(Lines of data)
○ ○ ○ ○

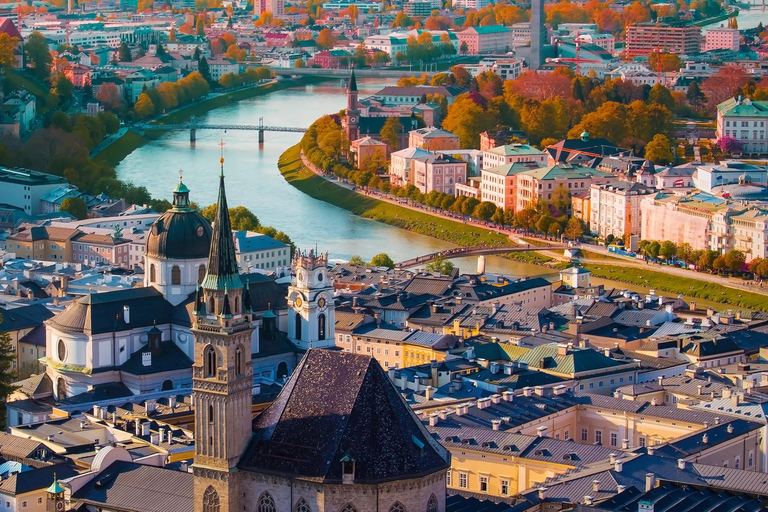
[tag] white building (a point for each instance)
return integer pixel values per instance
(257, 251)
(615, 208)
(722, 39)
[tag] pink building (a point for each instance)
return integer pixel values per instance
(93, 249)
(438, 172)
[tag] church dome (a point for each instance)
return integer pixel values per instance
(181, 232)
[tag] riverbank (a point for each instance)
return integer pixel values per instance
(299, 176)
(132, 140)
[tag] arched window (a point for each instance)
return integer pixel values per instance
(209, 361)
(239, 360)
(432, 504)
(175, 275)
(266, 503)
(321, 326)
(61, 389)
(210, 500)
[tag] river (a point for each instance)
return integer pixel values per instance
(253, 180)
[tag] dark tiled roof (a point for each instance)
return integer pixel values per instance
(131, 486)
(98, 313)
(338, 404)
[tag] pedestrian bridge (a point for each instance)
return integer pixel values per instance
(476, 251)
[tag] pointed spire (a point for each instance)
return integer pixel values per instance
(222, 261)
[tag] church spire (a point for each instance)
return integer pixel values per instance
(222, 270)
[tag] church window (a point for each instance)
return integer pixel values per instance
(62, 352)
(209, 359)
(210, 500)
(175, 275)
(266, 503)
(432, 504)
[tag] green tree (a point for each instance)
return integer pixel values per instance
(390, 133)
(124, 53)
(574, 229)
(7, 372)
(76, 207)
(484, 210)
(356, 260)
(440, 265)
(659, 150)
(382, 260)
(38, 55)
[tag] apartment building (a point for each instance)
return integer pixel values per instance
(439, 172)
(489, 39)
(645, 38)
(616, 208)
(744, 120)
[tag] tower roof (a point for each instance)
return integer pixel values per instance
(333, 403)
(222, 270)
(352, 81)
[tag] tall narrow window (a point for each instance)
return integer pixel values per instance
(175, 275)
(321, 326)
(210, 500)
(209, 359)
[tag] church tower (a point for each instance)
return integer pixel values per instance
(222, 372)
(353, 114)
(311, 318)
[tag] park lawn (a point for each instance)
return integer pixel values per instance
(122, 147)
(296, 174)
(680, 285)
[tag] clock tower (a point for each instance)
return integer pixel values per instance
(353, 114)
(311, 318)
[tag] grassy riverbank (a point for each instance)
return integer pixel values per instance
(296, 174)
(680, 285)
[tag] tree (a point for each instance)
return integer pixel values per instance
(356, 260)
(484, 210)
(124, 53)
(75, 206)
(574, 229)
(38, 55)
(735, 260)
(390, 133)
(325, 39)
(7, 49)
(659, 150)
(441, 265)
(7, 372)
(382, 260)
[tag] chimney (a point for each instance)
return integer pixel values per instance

○ ○ ○ ○

# What needs to be done
Convert the lines of data above into a numbered list, leaving out any blank lines. Omit the pictures from your answer.

# Solved exercise
1. [tag] white building (a point for each instance)
2. return integer pixel values per instance
3. (257, 251)
4. (615, 208)
5. (722, 39)
6. [tag] pink building (a point for each instance)
7. return integer pixel values per instance
8. (93, 249)
9. (438, 172)
10. [tag] church dome (a point for each instance)
11. return integer pixel values per instance
12. (181, 232)
13. [tag] riverbank (a point for each instance)
14. return integer pixel values per instance
15. (299, 176)
16. (132, 140)
17. [tag] arched window (a point for each instance)
18. return integer pixel values per instance
19. (209, 361)
20. (239, 360)
21. (432, 504)
22. (175, 275)
23. (266, 503)
24. (321, 326)
25. (61, 389)
26. (210, 500)
27. [tag] river (a point for each instance)
28. return integer pixel values per instance
29. (253, 180)
30. [tag] dark tiled roof (a point for each instance)
31. return integer pixel values per instance
32. (131, 486)
33. (98, 313)
34. (338, 404)
35. [tag] pedestrian bridge (a point for each instance)
36. return integer pixel values per instance
37. (476, 251)
38. [tag] pointed spire (a point for each instance)
39. return integer pixel values per instance
40. (222, 261)
41. [tag] church spire (a point for each instance)
42. return integer pixel values per instance
43. (222, 270)
44. [tag] church window (a point for each instance)
45. return integer pixel values per instance
46. (62, 352)
47. (209, 359)
48. (210, 500)
49. (175, 275)
50. (266, 503)
51. (432, 504)
52. [tag] green tree (a point for each instance)
53. return integer pixel values per instance
54. (390, 133)
55. (124, 53)
56. (574, 229)
57. (7, 372)
58. (76, 207)
59. (484, 210)
60. (356, 260)
61. (440, 265)
62. (659, 150)
63. (382, 260)
64. (38, 55)
65. [tag] apartment building (a point for each instance)
66. return integer pixel values per instance
67. (439, 172)
68. (489, 39)
69. (645, 38)
70. (616, 208)
71. (744, 120)
72. [tag] tower roof (a point for each instance)
73. return integer pixel values per instance
74. (333, 403)
75. (222, 270)
76. (352, 81)
77. [tag] tall narrow window (a point for each instance)
78. return integer pixel values per instance
79. (175, 275)
80. (321, 326)
81. (210, 500)
82. (209, 359)
83. [tag] church tower (a point for each instance)
84. return integer pixel values per instance
85. (222, 372)
86. (353, 114)
87. (311, 318)
88. [tag] park lawn (a point for each instance)
89. return integer pixel values per instance
90. (122, 147)
91. (296, 174)
92. (680, 285)
93. [tag] clock tower (a point for each instance)
94. return integer pixel values per instance
95. (353, 114)
96. (311, 318)
97. [tag] grassy riverbank (a point for each instance)
98. return integer pixel values per instance
99. (296, 174)
100. (680, 285)
101. [tag] tree (a point for each instance)
102. return integer pixel values per instance
103. (356, 260)
104. (484, 210)
105. (124, 53)
106. (75, 206)
107. (574, 229)
108. (38, 55)
109. (735, 260)
110. (390, 133)
111. (325, 39)
112. (7, 49)
113. (659, 150)
114. (441, 265)
115. (7, 372)
116. (382, 260)
117. [tag] chimney (a point for each instance)
118. return integer pixel values per instance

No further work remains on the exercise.